Stored dataset items
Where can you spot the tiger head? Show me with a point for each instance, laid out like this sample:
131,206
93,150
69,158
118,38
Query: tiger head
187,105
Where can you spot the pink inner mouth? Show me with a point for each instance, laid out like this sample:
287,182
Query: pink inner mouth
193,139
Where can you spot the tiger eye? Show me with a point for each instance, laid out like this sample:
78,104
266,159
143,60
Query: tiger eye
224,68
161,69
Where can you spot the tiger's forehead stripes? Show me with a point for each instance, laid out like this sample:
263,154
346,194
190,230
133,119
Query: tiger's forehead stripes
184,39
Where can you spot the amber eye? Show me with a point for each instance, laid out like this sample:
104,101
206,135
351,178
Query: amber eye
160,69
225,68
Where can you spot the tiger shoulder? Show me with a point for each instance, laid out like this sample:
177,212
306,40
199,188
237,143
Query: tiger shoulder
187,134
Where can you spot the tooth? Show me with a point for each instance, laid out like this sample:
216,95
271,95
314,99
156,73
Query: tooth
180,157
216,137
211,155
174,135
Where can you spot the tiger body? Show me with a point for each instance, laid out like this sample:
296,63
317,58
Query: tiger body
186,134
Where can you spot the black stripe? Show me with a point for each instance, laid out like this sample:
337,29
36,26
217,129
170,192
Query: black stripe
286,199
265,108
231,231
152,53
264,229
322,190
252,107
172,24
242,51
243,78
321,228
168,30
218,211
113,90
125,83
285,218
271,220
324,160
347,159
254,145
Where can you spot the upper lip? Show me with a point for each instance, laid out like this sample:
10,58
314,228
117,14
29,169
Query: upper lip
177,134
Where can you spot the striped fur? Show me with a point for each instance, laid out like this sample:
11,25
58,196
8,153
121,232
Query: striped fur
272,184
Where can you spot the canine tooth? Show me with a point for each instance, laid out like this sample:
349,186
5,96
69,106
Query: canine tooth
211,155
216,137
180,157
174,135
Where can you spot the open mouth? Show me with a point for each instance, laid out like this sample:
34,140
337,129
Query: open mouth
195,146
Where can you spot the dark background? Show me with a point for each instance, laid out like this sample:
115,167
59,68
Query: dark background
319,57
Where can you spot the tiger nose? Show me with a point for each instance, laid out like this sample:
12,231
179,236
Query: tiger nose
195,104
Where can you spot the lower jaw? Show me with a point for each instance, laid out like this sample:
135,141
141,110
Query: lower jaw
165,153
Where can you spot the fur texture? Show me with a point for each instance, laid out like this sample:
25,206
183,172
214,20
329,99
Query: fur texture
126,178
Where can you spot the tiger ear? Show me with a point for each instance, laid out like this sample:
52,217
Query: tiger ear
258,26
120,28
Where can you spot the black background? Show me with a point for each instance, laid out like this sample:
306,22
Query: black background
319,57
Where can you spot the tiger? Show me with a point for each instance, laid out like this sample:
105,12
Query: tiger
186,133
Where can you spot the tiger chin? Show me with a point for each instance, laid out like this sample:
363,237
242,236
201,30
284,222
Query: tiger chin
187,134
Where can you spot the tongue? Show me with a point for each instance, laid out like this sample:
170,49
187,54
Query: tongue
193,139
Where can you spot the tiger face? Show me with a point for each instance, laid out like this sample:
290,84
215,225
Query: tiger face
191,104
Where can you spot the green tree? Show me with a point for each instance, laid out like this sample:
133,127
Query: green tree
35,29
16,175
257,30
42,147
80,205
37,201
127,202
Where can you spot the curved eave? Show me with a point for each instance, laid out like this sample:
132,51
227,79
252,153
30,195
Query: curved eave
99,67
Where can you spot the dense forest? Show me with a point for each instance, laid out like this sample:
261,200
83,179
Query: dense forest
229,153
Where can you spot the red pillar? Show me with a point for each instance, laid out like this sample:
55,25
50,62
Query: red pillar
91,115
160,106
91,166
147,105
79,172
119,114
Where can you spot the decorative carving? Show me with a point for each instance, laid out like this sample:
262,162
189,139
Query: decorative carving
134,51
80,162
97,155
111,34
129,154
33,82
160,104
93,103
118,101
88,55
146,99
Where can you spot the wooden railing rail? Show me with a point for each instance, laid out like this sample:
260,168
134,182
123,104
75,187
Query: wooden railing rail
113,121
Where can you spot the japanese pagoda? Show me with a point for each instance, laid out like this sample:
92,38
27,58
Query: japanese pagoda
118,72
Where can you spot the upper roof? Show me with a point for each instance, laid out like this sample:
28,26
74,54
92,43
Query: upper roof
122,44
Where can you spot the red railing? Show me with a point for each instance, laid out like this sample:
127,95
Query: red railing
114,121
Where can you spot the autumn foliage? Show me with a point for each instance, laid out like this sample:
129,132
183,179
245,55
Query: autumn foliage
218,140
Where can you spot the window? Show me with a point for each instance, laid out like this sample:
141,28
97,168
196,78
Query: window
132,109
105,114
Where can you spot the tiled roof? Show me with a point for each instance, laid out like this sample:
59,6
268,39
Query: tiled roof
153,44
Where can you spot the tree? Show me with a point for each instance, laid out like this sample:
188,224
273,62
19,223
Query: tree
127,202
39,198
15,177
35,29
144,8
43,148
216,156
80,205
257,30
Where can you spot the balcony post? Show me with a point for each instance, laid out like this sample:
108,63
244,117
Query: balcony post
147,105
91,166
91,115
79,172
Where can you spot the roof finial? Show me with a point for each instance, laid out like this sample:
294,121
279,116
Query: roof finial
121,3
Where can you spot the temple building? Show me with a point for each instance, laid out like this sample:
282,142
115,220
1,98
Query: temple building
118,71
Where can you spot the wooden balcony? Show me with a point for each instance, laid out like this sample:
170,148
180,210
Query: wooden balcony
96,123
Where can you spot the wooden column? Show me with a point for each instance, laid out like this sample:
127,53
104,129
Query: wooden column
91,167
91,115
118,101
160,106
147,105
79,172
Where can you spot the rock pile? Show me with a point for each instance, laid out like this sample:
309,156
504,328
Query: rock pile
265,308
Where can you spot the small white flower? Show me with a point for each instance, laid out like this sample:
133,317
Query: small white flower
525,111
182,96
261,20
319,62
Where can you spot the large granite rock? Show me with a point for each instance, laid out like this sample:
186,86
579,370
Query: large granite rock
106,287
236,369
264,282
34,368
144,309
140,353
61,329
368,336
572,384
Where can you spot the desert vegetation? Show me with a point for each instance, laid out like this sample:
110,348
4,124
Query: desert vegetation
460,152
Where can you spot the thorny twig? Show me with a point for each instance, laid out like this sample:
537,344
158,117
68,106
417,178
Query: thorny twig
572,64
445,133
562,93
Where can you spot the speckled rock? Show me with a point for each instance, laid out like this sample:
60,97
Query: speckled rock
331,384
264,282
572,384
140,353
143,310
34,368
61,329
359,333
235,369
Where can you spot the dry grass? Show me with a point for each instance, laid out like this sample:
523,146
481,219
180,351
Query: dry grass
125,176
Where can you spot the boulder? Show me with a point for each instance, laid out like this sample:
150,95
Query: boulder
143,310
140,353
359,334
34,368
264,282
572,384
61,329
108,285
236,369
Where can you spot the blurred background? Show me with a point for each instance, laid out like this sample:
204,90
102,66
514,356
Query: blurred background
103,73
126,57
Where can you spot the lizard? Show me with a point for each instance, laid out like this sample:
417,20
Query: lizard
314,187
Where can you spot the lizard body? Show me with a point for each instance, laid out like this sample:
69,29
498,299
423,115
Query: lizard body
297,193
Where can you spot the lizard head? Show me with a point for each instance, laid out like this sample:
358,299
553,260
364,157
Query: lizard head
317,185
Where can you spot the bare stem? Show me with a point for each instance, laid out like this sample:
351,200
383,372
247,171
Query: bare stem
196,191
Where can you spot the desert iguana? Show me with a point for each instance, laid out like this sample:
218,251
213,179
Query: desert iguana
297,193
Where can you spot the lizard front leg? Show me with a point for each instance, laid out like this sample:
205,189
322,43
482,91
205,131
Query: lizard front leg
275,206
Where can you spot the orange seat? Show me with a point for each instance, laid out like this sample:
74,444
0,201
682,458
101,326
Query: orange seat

**What needs to be done**:
In the records above, find the line containing "Where can you spot the blurred"; please retype it and every line after it through the last line, exactly and with nothing else.

**Reply to the task**:
Where can you spot the blurred background? Show me with a point for each instance, laid out like this sample:
204,90
102,66
514,356
Query: blurred background
103,73
126,57
Where can you spot the lizard? Show me with a point for each instance, laid out like this sample:
417,20
Query: lizard
314,187
Where can you spot the lizard body? Show me with a point for each instance, laid out like this sample:
69,29
498,299
423,115
Query: lizard body
297,193
Where can you spot the lizard head? Show me with a point for each instance, laid out like this sample:
358,299
553,260
364,157
Query: lizard head
317,185
Where can you spot the bare stem? Show me with a point for each instance, laid out like this sample:
351,200
383,372
247,171
Query: bare stem
196,191
Where can you spot the desert iguana? Show me with a point for each instance, laid out like this sample:
218,251
213,179
Query: desert iguana
297,193
Where can you spot the lizard front leg? Show me with a point for each instance, laid out like this sample:
205,189
322,43
482,91
205,131
Query: lizard front leg
275,206
Where can you spot the orange seat? Show me with a point for each instance, laid out like this sample:
74,444
0,201
682,458
101,326
Query: orange seat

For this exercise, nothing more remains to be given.